### REQUIRED ACTION
Your task is to filter the data below down to the lines holding "yellow".

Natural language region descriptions
╔══
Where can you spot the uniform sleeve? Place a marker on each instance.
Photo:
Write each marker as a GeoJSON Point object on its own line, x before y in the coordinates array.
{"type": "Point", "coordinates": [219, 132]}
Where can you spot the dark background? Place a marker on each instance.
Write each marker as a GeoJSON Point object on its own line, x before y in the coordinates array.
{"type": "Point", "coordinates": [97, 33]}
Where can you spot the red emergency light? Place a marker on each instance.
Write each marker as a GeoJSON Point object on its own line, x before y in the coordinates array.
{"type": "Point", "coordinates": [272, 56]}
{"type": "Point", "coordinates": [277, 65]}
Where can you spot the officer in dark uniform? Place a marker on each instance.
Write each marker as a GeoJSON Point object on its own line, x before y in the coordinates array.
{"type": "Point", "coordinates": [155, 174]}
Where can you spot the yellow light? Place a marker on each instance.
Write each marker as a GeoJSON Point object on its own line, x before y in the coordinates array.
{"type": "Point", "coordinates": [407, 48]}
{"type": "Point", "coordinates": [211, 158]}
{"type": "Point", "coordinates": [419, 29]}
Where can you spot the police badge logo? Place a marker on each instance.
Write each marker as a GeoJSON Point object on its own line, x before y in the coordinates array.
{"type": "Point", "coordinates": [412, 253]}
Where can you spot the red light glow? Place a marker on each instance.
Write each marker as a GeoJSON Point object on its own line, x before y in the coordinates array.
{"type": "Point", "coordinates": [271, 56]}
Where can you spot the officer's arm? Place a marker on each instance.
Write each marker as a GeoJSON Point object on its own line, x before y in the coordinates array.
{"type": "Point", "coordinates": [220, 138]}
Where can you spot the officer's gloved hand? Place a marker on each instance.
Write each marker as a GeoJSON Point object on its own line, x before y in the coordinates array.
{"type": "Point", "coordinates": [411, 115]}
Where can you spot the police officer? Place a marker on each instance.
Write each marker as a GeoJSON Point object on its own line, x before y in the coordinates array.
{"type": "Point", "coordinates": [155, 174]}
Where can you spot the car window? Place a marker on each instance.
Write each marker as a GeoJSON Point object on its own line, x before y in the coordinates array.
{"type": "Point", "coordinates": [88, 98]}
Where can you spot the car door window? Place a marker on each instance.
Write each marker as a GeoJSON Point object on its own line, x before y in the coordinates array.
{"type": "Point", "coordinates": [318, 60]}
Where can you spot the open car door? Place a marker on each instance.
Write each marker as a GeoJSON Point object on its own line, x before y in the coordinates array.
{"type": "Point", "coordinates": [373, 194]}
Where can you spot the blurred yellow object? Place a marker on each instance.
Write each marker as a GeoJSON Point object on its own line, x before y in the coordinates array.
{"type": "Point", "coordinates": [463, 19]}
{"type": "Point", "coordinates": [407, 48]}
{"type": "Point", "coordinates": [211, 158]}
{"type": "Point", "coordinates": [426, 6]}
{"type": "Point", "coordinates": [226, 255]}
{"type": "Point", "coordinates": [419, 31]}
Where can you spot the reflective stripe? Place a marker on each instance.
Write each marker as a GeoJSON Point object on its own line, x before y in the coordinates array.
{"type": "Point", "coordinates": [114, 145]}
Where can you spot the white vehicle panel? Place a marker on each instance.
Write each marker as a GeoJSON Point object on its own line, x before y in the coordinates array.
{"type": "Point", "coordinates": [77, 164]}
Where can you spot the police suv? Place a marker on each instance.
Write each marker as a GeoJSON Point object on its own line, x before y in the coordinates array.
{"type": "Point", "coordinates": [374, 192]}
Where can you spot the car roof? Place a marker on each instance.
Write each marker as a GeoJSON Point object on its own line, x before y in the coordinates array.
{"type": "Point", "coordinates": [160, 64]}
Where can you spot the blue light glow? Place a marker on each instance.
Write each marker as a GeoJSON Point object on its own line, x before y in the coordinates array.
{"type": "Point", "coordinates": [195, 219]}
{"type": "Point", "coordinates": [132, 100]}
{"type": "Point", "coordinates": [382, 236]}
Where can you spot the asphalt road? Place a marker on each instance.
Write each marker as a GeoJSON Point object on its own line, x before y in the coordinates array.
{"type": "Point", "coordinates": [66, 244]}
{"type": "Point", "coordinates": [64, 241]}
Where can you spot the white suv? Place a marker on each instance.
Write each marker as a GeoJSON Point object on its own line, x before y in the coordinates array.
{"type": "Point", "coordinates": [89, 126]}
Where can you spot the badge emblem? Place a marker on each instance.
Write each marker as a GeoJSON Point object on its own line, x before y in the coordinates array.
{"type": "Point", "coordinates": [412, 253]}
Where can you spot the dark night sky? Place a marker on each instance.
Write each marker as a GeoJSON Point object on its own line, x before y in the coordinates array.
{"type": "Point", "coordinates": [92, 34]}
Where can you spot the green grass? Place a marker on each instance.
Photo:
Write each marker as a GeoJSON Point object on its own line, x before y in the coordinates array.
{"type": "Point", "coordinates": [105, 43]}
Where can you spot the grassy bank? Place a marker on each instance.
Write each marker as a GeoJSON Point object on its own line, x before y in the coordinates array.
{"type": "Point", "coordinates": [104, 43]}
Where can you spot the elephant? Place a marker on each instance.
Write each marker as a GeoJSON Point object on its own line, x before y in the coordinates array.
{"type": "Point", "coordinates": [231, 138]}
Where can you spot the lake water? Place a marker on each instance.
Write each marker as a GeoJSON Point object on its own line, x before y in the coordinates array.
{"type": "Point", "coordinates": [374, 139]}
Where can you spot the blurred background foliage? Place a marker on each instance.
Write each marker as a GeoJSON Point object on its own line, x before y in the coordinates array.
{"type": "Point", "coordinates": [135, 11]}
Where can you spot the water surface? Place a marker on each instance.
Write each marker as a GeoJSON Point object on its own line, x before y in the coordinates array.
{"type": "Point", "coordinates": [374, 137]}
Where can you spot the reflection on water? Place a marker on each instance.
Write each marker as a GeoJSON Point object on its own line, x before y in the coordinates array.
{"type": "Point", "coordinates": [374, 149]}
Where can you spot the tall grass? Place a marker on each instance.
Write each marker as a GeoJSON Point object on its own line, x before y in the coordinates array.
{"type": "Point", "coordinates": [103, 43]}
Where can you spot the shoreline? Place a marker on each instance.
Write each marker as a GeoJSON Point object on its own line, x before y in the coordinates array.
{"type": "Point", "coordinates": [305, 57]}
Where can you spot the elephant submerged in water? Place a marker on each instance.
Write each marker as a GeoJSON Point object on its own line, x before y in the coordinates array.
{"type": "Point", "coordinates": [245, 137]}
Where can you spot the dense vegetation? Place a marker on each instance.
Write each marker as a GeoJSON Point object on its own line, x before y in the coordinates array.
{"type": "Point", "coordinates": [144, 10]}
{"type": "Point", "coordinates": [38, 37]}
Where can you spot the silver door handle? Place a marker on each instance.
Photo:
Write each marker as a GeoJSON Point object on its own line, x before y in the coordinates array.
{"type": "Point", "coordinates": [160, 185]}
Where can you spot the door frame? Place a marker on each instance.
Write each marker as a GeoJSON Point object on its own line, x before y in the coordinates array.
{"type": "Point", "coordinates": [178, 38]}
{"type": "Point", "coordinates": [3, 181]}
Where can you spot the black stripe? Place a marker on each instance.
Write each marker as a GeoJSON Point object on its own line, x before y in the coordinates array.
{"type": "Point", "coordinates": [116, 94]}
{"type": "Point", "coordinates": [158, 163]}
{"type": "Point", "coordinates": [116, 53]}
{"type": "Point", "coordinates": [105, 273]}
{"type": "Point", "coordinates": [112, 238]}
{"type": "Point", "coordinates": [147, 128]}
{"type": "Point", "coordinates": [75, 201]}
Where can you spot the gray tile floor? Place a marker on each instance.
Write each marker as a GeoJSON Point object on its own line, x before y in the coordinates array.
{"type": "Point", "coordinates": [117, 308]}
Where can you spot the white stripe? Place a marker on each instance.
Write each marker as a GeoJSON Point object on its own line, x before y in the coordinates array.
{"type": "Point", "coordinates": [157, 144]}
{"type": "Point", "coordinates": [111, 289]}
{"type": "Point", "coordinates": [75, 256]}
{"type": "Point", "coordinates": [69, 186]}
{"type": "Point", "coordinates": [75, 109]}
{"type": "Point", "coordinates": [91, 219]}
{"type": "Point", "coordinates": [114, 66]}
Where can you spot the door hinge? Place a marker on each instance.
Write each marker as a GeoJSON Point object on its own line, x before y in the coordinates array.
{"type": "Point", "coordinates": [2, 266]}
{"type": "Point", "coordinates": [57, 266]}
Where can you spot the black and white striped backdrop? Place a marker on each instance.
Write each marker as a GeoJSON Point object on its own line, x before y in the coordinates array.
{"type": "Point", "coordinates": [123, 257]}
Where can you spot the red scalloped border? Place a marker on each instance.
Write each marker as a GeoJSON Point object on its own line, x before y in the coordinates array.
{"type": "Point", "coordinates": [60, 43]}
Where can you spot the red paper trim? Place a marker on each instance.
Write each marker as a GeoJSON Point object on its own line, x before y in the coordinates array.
╚══
### EXERCISE RESPONSE
Where can you spot the yellow light? Place a marker on each instance.
Where can you spot the blurred yellow object? Place a marker on each instance.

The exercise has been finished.